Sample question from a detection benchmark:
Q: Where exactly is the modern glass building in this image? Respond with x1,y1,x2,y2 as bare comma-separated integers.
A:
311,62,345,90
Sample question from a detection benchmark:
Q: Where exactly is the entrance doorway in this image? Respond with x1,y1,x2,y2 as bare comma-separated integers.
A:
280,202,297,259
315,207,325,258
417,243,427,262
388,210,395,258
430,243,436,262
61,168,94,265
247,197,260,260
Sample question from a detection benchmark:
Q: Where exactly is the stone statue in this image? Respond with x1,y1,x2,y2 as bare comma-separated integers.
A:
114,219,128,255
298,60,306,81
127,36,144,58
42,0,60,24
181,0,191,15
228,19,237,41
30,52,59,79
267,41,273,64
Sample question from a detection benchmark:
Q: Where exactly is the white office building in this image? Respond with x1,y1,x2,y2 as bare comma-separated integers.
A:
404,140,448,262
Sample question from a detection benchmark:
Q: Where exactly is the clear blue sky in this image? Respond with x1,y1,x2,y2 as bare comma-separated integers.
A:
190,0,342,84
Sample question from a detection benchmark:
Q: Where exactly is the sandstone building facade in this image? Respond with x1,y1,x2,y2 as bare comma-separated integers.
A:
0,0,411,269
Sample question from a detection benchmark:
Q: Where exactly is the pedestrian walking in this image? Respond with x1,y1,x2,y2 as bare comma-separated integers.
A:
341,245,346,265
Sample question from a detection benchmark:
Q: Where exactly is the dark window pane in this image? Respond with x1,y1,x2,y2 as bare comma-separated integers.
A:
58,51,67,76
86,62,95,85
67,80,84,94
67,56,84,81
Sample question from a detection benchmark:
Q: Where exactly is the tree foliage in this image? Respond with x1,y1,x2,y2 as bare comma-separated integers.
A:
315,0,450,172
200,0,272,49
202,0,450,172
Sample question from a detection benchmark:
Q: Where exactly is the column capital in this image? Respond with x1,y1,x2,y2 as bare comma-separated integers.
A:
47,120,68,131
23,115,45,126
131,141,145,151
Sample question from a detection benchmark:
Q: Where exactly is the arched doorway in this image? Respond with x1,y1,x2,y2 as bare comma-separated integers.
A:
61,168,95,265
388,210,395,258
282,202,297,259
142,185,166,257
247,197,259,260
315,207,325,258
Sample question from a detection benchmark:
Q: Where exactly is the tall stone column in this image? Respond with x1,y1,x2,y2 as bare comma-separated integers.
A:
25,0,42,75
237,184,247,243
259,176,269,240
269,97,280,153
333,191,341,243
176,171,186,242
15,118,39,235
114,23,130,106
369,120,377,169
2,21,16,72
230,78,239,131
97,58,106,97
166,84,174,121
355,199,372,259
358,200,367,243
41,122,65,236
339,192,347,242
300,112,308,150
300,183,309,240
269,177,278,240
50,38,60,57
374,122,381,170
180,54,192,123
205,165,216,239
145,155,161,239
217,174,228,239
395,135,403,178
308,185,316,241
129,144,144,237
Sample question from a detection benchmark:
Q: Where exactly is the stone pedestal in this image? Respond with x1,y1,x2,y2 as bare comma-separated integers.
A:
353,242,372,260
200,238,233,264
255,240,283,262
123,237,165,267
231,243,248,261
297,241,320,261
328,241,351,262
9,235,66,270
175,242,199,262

====================

- Description of the task -
Rewrite every line of the records above as a numbered list, omitting blank lines.

- Task output -
1. Sample question from a detection benchmark:
2. Q: Where exactly is the modern glass building in this image? Respond with x1,y1,x2,y2 as bare comma-separated integers.
3. A:
4. 311,62,345,90
5. Sample question from a detection benchmark:
6. Q: Where exactly is the entrance doorway in this image? Respond with x1,y1,x2,y2 as bare comma-separated integers.
7. A:
8. 280,202,297,259
9. 315,207,325,258
10. 417,243,427,262
11. 388,210,395,258
12. 430,243,436,262
13. 61,168,94,265
14. 247,197,260,260
15. Sample question from a detection benchmark:
16. Q: Where exactly is the stone statue in this image? Respond with x1,y1,x2,y2 as bare comma-separated integers.
17. A:
18. 114,219,128,255
19. 298,60,306,81
20. 127,36,144,58
21. 42,0,60,24
22. 181,0,191,15
23. 228,19,237,41
24. 30,52,59,79
25. 267,41,273,64
26. Sample question from a detection benchmark:
27. Q: Where exactly is the white office building in this image? Respond with x1,y1,x2,y2 as bare comma-separated integers.
28. A:
29. 404,140,448,262
30. Sample question from a detection benchmark:
31. Q: Where exactly is the clear blue sky in this image? Respond with x1,y1,x2,y2 as bare comma-separated integers.
32. A:
33. 190,0,342,84
34. Sample question from a detection benchmark:
35. Q: Where exactly is the sandstone building facade in this image? Respond with x1,y1,x2,y2 as bare comma-separated integers.
36. A:
37. 0,0,411,269
38. Sample question from a detection benchmark:
39. Q: Where exactly is the pedestrian walking in this image? Respond with x1,y1,x2,y2 as bare comma-separated integers.
40. A:
41. 341,245,346,265
42. Sample question from a detection benchmark:
43. Q: Where exactly is the dark window pane in this image? Respond with x1,y1,x2,y2 as bare comma-separated integers.
44. A:
45. 58,51,67,76
46. 86,62,95,85
47. 67,80,84,94
48. 67,56,84,81
49. Sample question from a detection benchmark:
50. Q: Where exactly is the tree foliage in this image? Respond with x1,y1,x2,y2 as bare comma-separated integers.
51. A:
52. 315,0,450,172
53. 200,0,272,49
54. 202,0,450,172
55. Sample question from a detection benchmark:
56. Q: Where exactly is the column capital in this image? Respond with x1,y1,x2,y2 as bare comma-separated integers.
57. A:
58. 47,120,68,131
59. 23,115,45,126
60. 131,141,145,151
61. Sample question from a detection benchmark:
62. Q: Where exactly is the arched doorway in this image? Respond with x1,y1,x2,y2 as bare comma-separated integers.
63. A:
64. 61,168,95,265
65. 388,210,395,258
66. 282,202,297,259
67. 142,185,166,257
68. 247,197,259,260
69. 315,207,325,258
70. Sample question from a detection benchmark:
71. Q: Where exactly is the tall stone column in this image? Respond with x1,y1,x2,y2 as bare comma-separated integers.
72. A:
73. 25,0,42,75
74. 237,184,247,243
75. 259,176,269,240
76. 269,97,280,153
77. 333,191,341,243
78. 176,171,186,242
79. 15,118,39,235
80. 114,23,130,106
81. 369,120,377,169
82. 2,21,16,72
83. 230,78,239,131
84. 97,58,106,97
85. 166,84,174,121
86. 355,199,372,259
87. 358,200,367,243
88. 41,122,65,236
89. 339,192,347,242
90. 300,112,308,150
91. 300,183,309,240
92. 269,177,278,240
93. 50,38,60,57
94. 374,122,381,170
95. 180,54,192,123
96. 205,165,216,239
97. 145,155,161,239
98. 217,174,228,239
99. 395,135,403,178
100. 308,185,316,241
101. 129,144,144,237
102. Sample question from a detection benchmark:
103. Q: Where exactly is the stone pedestal in this image? Respond with x1,y1,x2,y2 as bare comma-separated integers.
104. A:
105. 353,242,372,260
106. 200,238,233,264
107. 255,240,283,262
108. 123,237,165,267
109. 231,243,248,261
110. 297,241,320,261
111. 328,241,351,262
112. 9,235,66,270
113. 175,242,199,262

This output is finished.